■ Text section:
[Start of Attachment]

Researchers Turn Off Peanut Allergy In Mice

According to a new preclinical study, researchers have turned off peanut allergy by tricking the immune system.

Researchers attached peanut proteins onto blood cells and reintroduced them to the body.  This method could one day be able to target more than one food allergy at a time.

“We think we’ve found a way to safely and rapidly turn off the allergic response to food allergies,” Paul Bryce, an assistant professor of medicine in the division of allergy-immunology at Northwestern University Feinberg School of Medicine, said in a press release.

This is the first time this method for creating tolerance in the immune system has been used in allergic diseases.

The approach also helps create a normal, balanced immune system by increasing the number of regulatory T cells.  These cells are important for recognizing the peanut proteins as normal.

“T cells come in different ‘flavors’,” Bryce said. “This method turns off the dangerous Th2 T cell that causes the allergy and expands the good, calming regulatory T cells. We are supposed to be able to eat peanuts. We’ve restored this tolerance to the immune system.”

[End of Attachment]

■ Available data:

[Start of Attachment]

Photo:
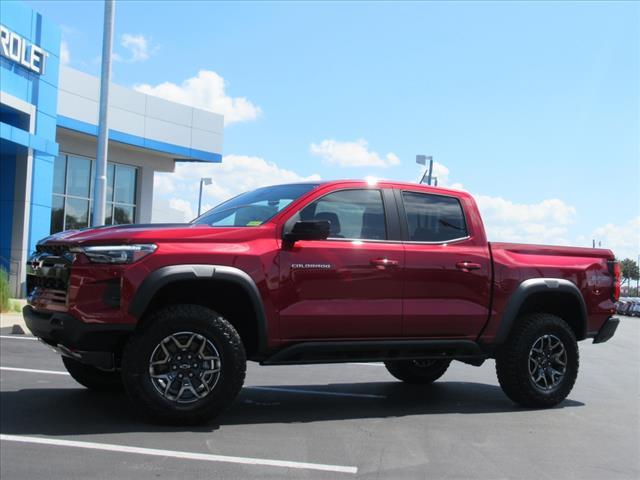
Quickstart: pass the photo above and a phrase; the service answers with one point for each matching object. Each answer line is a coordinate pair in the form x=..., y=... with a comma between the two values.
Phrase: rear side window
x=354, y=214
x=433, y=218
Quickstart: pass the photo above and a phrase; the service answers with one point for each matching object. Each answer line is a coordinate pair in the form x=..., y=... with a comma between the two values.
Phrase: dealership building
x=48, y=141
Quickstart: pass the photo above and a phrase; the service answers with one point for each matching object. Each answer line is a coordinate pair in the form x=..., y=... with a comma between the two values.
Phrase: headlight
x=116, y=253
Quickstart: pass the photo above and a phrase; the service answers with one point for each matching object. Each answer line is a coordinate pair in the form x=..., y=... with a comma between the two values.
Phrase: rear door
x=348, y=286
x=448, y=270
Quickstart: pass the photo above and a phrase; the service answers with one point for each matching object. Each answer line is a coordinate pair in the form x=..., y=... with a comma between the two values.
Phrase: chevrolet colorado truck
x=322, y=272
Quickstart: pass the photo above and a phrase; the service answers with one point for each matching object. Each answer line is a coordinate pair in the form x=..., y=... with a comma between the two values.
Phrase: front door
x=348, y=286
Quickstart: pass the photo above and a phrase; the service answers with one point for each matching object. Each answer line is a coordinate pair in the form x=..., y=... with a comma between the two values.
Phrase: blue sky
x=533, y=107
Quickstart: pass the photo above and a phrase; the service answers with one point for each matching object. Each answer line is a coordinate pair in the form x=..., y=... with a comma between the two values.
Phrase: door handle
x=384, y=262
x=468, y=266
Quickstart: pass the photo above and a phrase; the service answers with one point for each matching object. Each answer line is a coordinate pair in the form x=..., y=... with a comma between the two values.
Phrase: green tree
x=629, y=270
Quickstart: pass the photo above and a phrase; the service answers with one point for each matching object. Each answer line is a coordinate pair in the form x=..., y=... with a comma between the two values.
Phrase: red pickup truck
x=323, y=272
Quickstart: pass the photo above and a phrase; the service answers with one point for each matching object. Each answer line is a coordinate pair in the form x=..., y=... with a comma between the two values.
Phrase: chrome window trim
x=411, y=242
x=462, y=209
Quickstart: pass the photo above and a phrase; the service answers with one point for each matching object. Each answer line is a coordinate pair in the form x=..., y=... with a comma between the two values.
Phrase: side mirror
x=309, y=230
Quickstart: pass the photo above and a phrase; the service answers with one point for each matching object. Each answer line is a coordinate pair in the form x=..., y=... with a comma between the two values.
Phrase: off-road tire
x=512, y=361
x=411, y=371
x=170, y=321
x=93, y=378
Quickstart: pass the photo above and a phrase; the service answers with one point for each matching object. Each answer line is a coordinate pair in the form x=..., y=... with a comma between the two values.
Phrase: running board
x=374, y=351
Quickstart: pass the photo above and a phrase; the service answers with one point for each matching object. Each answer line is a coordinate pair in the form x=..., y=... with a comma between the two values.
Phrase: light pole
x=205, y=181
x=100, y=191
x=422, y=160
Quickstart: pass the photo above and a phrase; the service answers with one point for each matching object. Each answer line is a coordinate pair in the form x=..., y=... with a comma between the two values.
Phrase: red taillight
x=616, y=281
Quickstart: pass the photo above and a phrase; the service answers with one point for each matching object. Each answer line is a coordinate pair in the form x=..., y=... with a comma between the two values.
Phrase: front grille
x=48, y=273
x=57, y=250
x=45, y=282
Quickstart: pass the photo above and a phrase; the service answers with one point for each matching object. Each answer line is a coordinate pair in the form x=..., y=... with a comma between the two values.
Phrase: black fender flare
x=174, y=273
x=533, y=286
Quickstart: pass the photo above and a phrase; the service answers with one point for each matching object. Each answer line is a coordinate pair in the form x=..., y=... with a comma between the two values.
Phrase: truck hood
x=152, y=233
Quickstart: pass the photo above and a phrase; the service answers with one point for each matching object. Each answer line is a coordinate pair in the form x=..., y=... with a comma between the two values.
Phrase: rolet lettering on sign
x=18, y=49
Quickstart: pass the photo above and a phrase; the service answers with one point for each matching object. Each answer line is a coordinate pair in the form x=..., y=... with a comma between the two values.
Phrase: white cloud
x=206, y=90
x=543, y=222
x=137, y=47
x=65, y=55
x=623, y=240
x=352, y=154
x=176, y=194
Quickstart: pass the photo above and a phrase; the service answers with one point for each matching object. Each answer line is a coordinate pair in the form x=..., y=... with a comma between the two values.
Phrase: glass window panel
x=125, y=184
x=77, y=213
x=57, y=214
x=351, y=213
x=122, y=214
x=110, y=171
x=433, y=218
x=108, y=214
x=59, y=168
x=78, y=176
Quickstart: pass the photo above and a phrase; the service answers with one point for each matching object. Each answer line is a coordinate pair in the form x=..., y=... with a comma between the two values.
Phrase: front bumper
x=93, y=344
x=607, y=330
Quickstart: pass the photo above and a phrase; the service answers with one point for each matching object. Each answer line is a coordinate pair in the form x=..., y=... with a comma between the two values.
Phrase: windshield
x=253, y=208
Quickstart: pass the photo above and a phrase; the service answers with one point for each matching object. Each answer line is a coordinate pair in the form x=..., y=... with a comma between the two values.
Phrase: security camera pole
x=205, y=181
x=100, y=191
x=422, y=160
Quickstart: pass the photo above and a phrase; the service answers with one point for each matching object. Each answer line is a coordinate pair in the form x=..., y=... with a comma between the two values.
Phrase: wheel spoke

[End of Attachment]
[Start of Attachment]

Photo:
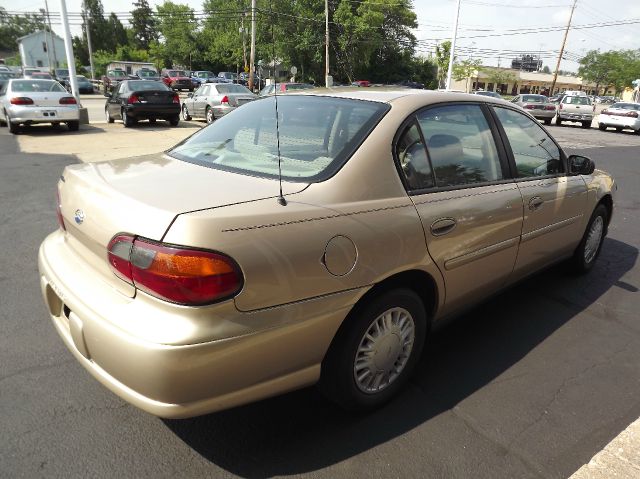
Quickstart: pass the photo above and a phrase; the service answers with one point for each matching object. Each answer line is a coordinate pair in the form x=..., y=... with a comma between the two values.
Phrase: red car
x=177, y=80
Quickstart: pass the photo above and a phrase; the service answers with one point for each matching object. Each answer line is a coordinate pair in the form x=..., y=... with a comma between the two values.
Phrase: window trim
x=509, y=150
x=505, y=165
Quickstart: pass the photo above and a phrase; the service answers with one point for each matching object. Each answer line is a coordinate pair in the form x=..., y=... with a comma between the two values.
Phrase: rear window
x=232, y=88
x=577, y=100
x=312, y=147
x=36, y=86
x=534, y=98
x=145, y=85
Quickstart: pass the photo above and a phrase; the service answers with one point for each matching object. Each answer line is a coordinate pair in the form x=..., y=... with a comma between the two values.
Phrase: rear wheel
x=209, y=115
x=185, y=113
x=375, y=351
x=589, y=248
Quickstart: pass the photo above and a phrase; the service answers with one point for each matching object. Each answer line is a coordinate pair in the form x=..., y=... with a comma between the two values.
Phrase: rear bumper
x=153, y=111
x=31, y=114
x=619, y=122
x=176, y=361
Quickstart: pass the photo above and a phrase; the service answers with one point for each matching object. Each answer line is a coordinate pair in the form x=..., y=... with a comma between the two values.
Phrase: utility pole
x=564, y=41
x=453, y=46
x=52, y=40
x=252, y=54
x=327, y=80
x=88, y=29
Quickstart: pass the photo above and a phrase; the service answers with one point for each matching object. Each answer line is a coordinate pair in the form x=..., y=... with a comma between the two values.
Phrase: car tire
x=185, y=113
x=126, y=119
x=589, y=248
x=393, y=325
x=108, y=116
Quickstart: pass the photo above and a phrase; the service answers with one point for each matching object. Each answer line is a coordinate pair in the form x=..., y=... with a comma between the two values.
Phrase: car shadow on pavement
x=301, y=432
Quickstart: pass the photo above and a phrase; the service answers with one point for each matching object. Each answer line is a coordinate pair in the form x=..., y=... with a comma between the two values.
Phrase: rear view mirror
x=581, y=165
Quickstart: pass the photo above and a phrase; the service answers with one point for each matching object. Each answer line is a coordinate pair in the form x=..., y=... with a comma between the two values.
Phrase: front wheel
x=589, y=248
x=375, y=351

[End of Attachment]
[Start of Attachment]

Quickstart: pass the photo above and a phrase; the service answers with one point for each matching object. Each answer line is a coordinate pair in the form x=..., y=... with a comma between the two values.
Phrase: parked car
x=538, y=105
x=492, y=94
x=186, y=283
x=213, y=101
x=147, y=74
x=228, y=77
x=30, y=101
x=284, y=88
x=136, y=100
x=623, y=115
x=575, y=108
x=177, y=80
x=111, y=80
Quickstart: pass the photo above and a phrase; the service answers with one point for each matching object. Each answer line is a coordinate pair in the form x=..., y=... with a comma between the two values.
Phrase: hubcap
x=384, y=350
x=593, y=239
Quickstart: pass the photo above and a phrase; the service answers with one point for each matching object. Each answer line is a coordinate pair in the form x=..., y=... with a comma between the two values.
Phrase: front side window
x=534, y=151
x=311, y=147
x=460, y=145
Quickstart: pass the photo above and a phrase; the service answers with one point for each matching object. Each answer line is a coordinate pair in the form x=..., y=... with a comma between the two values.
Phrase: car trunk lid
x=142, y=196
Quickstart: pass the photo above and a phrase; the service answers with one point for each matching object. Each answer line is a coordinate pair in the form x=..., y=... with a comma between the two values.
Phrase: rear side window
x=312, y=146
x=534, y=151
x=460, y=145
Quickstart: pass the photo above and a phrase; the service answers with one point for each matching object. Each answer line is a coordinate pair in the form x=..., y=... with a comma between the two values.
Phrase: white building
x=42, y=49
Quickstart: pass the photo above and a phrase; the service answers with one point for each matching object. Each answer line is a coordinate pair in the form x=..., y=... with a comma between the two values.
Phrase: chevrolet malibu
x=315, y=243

[End of Attachment]

■ Assignment: Pick up the article on turning off peanut allergy in mice after its final sentence and keep writing.

■ Final answer:
The team attached peanut proteins onto white blood cells of mice and infused them back into the rodents.

After two treatments, the mice were fed a peanut extract and did not show any life-threatening allergic reaction to it because their immune system now recognized the protein as safe.

“Their immune system saw the peanut protein as perfectly normal because it was already presented on the white blood cells,” Bryce said. “Without the treatment, these animals would have gone into anaphylactic shock.”

The researchers used an egg protein in a second part of the study.  They attached the proteins to white blood cells and infused the cells back into the mice, just like the peanut proteins.

The mice were then given a taste of egg, and their lungs did not become inflamed, which is a reaction most suffer from an egg allergy.

“This is an exciting new way in which we can regulate specific allergic diseases and may eventually be used in a clinical setting for patients,” Stephen Miller, the Judy Gugenheim Research Professor at the Feinberg School, said in a press release.

The study was published in the Journal of Immunology.